Autant, dans le même temps, d’images qui ne nous auraient pas atteintes aussi profondément sans le travail de mise en scène, et la professionnalité des directeurs de la photographie, William Lubtchansky, Dominique Chapuis, Jimmy Glasberg et Caroline Champetier. Lanzmann possédait en effet un sens de l’image et de sa composition peu mis en évidence, tant l’analyse de son œuvre s’est avérée surtout centrée sur le fond : Positif n’a jamais publié d’entretien avec lui, Les Cahiers du Cinéma s’entretinrent avec lui sur Shoah dans leur numéro 374 de juillet-août 1985, mais rares sont les cinéphiles qui l’envisageraient comme un maître formel, certes aidé par ses chefs opérateurs. Pourtant, qui a aussi bien cadré les visages, dans l’histoire du genre documentaire ? Même aujourd’hui, lorsqu’un documentariste réalise de longs travellings sur fond de voix off, il est impossible de ne pas faire un parallèle avec les images de forêts ou de nature dans Shoah, apaisements visuels et signes de l’impossibilité de se représenter les horreurs narrées.
Enfin, l’héritage de Lanzmann se devine avant tout dans les résonances que ses films créent dans nos esprits. Le jour de sa mort, je me trouvais à Athènes, et venais de visiter le Musée juif de Grèce, lieu de préservation et de souvenirs de communautés disparues. Devant les cartes et photos des synagogues et fidèles à Corfou, en Crête, à Thessalonique, je pensai à des scènes vues dans Shoah, au souvenir des témoignages lus dans la version imprimée du film, sur cette quasi-destruction des Juifs grecs. Je réalisai comment Lanzmann ne s’était pas contenté de parler de la Pologne ou de l’Europe centrale dans Shoah, mais s’était rendu jusqu’à Corfou pour filmer les témoignages de survivants, et avait évoqué avec Raul Hilberg, dans une incroyable scène de micro-histoire, la facturation par les autorités nazies des trajets des déportés grecs jusqu’aux camps.

[Données de pointage de régions]

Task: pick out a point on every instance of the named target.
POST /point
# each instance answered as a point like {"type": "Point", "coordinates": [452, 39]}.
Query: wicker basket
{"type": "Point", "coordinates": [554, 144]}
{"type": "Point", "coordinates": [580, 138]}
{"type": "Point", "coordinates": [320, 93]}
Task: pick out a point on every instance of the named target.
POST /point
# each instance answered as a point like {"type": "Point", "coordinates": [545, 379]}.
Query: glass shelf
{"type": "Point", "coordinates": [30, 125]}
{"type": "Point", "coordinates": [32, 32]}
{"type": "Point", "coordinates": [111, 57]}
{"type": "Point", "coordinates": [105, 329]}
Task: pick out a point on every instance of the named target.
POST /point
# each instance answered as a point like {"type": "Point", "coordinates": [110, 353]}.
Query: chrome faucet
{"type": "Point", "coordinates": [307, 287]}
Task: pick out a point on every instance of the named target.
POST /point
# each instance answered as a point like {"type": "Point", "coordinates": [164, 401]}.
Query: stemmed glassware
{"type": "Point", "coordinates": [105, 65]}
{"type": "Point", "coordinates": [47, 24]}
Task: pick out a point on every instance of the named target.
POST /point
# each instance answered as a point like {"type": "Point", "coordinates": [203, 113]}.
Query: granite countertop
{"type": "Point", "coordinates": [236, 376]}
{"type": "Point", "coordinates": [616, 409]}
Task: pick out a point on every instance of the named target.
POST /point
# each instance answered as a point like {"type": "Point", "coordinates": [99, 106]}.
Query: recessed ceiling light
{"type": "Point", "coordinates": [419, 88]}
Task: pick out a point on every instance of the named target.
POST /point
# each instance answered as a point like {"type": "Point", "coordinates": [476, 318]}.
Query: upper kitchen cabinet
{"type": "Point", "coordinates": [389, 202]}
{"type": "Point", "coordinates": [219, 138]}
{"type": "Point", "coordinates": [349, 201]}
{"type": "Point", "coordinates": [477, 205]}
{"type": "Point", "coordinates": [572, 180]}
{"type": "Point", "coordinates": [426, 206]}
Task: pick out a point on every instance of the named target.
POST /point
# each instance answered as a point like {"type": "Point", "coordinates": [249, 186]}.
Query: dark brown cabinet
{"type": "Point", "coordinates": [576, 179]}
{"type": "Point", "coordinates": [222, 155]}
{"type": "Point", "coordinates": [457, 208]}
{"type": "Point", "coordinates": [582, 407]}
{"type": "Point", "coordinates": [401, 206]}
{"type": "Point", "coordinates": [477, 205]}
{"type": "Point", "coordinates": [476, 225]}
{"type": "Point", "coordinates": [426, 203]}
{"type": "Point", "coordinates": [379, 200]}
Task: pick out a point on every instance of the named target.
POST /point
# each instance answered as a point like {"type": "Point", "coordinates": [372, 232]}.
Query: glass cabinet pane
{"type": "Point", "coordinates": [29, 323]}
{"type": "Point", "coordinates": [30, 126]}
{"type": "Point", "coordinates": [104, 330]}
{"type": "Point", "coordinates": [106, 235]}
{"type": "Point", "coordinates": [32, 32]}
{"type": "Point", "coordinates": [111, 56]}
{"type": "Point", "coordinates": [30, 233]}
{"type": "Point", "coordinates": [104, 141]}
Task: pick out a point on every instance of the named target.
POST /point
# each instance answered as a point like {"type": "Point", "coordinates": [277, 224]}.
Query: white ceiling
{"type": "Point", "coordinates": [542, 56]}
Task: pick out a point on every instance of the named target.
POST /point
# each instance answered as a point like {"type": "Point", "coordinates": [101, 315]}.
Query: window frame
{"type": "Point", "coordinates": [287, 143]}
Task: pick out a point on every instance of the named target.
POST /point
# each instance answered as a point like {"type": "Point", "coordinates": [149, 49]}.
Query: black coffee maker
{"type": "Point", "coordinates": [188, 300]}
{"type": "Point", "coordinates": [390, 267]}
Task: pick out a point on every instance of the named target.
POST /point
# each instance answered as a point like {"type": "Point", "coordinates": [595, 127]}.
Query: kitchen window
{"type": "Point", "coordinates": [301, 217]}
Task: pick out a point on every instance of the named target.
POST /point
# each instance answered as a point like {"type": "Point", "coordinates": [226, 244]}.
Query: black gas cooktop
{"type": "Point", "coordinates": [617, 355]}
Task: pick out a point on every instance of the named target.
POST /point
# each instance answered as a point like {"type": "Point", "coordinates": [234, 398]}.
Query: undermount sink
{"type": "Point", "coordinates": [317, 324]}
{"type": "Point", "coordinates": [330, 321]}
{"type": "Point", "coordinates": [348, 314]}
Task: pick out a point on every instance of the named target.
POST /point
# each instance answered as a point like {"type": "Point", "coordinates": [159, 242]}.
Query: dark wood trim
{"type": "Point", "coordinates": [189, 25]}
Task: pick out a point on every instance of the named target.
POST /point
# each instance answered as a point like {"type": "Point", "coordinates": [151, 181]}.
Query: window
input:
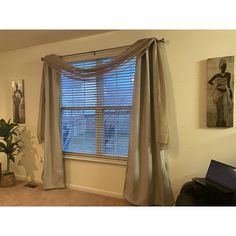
{"type": "Point", "coordinates": [96, 112]}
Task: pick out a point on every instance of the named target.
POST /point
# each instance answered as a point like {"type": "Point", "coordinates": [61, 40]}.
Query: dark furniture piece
{"type": "Point", "coordinates": [194, 194]}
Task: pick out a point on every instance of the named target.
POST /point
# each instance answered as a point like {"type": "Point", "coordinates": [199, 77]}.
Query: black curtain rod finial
{"type": "Point", "coordinates": [162, 40]}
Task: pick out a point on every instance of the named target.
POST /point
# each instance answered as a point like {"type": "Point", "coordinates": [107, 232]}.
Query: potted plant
{"type": "Point", "coordinates": [9, 144]}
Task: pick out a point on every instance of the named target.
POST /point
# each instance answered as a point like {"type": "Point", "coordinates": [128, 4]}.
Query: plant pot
{"type": "Point", "coordinates": [8, 180]}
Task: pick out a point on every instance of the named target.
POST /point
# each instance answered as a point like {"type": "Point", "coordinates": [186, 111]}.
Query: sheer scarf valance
{"type": "Point", "coordinates": [147, 179]}
{"type": "Point", "coordinates": [58, 65]}
{"type": "Point", "coordinates": [135, 50]}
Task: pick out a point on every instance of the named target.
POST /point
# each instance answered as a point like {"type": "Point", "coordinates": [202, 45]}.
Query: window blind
{"type": "Point", "coordinates": [96, 112]}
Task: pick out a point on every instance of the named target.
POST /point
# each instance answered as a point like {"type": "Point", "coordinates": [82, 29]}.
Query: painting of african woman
{"type": "Point", "coordinates": [220, 91]}
{"type": "Point", "coordinates": [18, 101]}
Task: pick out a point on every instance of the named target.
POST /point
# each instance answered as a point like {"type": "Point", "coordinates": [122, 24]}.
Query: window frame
{"type": "Point", "coordinates": [98, 156]}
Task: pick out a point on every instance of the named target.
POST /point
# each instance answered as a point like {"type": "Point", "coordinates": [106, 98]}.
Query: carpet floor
{"type": "Point", "coordinates": [22, 195]}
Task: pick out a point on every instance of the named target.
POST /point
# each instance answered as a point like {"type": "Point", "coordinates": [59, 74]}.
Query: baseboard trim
{"type": "Point", "coordinates": [80, 188]}
{"type": "Point", "coordinates": [95, 191]}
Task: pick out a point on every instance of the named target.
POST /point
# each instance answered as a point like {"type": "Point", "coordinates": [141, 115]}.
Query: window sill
{"type": "Point", "coordinates": [105, 160]}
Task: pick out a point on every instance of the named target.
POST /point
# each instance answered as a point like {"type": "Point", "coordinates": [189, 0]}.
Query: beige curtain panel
{"type": "Point", "coordinates": [147, 180]}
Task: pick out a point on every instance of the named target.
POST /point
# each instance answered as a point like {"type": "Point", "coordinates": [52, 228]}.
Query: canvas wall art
{"type": "Point", "coordinates": [220, 91]}
{"type": "Point", "coordinates": [18, 101]}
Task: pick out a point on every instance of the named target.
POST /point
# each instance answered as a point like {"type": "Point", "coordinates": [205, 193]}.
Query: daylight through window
{"type": "Point", "coordinates": [96, 112]}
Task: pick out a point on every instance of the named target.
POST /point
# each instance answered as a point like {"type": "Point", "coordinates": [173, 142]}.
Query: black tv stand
{"type": "Point", "coordinates": [194, 194]}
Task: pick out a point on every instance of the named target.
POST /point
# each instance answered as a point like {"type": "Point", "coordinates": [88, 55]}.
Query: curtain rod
{"type": "Point", "coordinates": [162, 40]}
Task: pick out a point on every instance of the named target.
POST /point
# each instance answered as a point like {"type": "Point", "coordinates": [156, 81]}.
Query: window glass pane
{"type": "Point", "coordinates": [116, 128]}
{"type": "Point", "coordinates": [79, 131]}
{"type": "Point", "coordinates": [79, 93]}
{"type": "Point", "coordinates": [95, 117]}
{"type": "Point", "coordinates": [118, 85]}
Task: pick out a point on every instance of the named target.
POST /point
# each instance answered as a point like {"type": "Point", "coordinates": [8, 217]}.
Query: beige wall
{"type": "Point", "coordinates": [192, 145]}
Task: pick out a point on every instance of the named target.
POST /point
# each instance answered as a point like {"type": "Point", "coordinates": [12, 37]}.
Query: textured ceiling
{"type": "Point", "coordinates": [16, 39]}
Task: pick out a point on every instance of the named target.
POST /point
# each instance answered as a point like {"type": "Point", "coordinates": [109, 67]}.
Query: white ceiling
{"type": "Point", "coordinates": [16, 39]}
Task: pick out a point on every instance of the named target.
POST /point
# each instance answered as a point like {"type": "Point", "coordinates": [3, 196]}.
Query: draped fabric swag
{"type": "Point", "coordinates": [147, 180]}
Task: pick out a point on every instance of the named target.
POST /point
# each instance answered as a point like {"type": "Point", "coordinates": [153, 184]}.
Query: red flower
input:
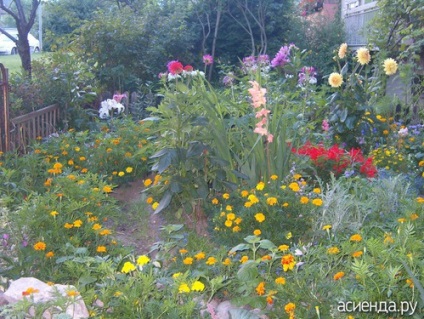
{"type": "Point", "coordinates": [175, 67]}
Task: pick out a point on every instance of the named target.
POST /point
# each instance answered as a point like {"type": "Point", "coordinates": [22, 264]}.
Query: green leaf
{"type": "Point", "coordinates": [239, 247]}
{"type": "Point", "coordinates": [242, 314]}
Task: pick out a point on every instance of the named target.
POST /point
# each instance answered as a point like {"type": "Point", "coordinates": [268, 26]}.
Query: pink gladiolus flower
{"type": "Point", "coordinates": [258, 94]}
{"type": "Point", "coordinates": [119, 97]}
{"type": "Point", "coordinates": [325, 126]}
{"type": "Point", "coordinates": [207, 59]}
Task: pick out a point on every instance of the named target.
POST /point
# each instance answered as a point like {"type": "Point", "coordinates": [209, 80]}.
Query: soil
{"type": "Point", "coordinates": [130, 229]}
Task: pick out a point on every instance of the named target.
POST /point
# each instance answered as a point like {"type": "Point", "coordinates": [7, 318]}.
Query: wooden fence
{"type": "Point", "coordinates": [34, 125]}
{"type": "Point", "coordinates": [17, 133]}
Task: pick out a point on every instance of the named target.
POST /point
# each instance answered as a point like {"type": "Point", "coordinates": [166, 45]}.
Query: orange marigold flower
{"type": "Point", "coordinates": [339, 275]}
{"type": "Point", "coordinates": [50, 254]}
{"type": "Point", "coordinates": [40, 245]}
{"type": "Point", "coordinates": [357, 254]}
{"type": "Point", "coordinates": [288, 262]}
{"type": "Point", "coordinates": [200, 255]}
{"type": "Point", "coordinates": [260, 288]}
{"type": "Point", "coordinates": [280, 281]}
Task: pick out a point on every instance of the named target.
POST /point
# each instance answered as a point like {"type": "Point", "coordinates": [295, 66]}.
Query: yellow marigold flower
{"type": "Point", "coordinates": [128, 267]}
{"type": "Point", "coordinates": [68, 226]}
{"type": "Point", "coordinates": [54, 213]}
{"type": "Point", "coordinates": [356, 238]}
{"type": "Point", "coordinates": [105, 232]}
{"type": "Point", "coordinates": [280, 281]}
{"type": "Point", "coordinates": [357, 254]}
{"type": "Point", "coordinates": [339, 275]}
{"type": "Point", "coordinates": [243, 259]}
{"type": "Point", "coordinates": [283, 247]}
{"type": "Point", "coordinates": [260, 186]}
{"type": "Point", "coordinates": [211, 261]}
{"type": "Point", "coordinates": [226, 262]}
{"type": "Point", "coordinates": [363, 55]}
{"type": "Point", "coordinates": [335, 80]}
{"type": "Point", "coordinates": [188, 261]}
{"type": "Point", "coordinates": [236, 229]}
{"type": "Point", "coordinates": [231, 216]}
{"type": "Point", "coordinates": [413, 216]}
{"type": "Point", "coordinates": [260, 217]}
{"type": "Point", "coordinates": [50, 254]}
{"type": "Point", "coordinates": [342, 50]}
{"type": "Point", "coordinates": [78, 223]}
{"type": "Point", "coordinates": [271, 201]}
{"type": "Point", "coordinates": [289, 308]}
{"type": "Point", "coordinates": [333, 250]}
{"type": "Point", "coordinates": [294, 187]}
{"type": "Point", "coordinates": [107, 189]}
{"type": "Point", "coordinates": [101, 249]}
{"type": "Point", "coordinates": [200, 255]}
{"type": "Point", "coordinates": [390, 66]}
{"type": "Point", "coordinates": [183, 288]}
{"type": "Point", "coordinates": [228, 223]}
{"type": "Point", "coordinates": [288, 262]}
{"type": "Point", "coordinates": [197, 286]}
{"type": "Point", "coordinates": [260, 288]}
{"type": "Point", "coordinates": [143, 260]}
{"type": "Point", "coordinates": [253, 199]}
{"type": "Point", "coordinates": [304, 200]}
{"type": "Point", "coordinates": [96, 226]}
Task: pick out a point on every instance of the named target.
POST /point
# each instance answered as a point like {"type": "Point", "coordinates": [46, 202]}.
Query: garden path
{"type": "Point", "coordinates": [132, 228]}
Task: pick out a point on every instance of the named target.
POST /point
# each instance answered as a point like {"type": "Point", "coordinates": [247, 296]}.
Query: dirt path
{"type": "Point", "coordinates": [132, 228]}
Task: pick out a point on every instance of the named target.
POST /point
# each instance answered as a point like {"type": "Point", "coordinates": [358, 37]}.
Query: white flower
{"type": "Point", "coordinates": [403, 132]}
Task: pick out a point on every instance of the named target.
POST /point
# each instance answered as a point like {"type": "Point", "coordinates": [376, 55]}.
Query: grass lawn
{"type": "Point", "coordinates": [13, 62]}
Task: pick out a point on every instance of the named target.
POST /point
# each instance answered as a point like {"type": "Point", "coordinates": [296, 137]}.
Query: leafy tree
{"type": "Point", "coordinates": [24, 17]}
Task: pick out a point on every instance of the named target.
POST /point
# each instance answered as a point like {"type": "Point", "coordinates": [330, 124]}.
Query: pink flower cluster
{"type": "Point", "coordinates": [259, 100]}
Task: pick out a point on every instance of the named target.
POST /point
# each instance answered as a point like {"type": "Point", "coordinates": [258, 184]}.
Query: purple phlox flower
{"type": "Point", "coordinates": [228, 79]}
{"type": "Point", "coordinates": [281, 58]}
{"type": "Point", "coordinates": [207, 59]}
{"type": "Point", "coordinates": [263, 60]}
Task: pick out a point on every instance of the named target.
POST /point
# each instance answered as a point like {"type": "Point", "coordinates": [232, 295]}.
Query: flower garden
{"type": "Point", "coordinates": [312, 192]}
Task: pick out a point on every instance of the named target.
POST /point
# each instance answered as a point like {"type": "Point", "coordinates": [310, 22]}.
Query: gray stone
{"type": "Point", "coordinates": [45, 293]}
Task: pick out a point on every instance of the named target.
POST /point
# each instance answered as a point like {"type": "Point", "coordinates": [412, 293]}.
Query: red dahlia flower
{"type": "Point", "coordinates": [175, 67]}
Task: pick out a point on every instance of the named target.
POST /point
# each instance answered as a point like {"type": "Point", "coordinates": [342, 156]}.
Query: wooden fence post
{"type": "Point", "coordinates": [4, 116]}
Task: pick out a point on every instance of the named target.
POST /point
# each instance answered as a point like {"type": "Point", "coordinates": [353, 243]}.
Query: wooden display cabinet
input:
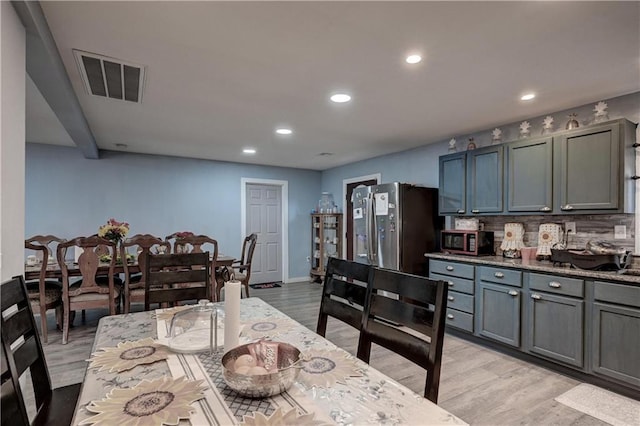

CONSIGNE
Recopiez le passage du texte sur Lanzmann qui va de « Enfin, l’héritage de » à « grecs jusqu’aux camps. ». Ces données ne sont d'aucune utilité pour l'exercice.

CORRIGÉ
Enfin, l’héritage de Lanzmann se devine avant tout dans les résonances que ses films créent dans nos esprits. Le jour de sa mort, je me trouvais à Athènes, et venais de visiter le Musée juif de Grèce, lieu de préservation et de souvenirs de communautés disparues. Devant les cartes et photos des synagogues et fidèles à Corfou, en Crête, à Thessalonique, je pensai à des scènes vues dans Shoah, au souvenir des témoignages lus dans la version imprimée du film, sur cette quasi-destruction des Juifs grecs. Je réalisai comment Lanzmann ne s’était pas contenté de parler de la Pologne ou de l’Europe centrale dans Shoah, mais s’était rendu jusqu’à Corfou pour filmer les témoignages de survivants, et avait évoqué avec Raul Hilberg, dans une incroyable scène de micro-histoire, la facturation par les autorités nazies des trajets des déportés grecs jusqu’aux camps.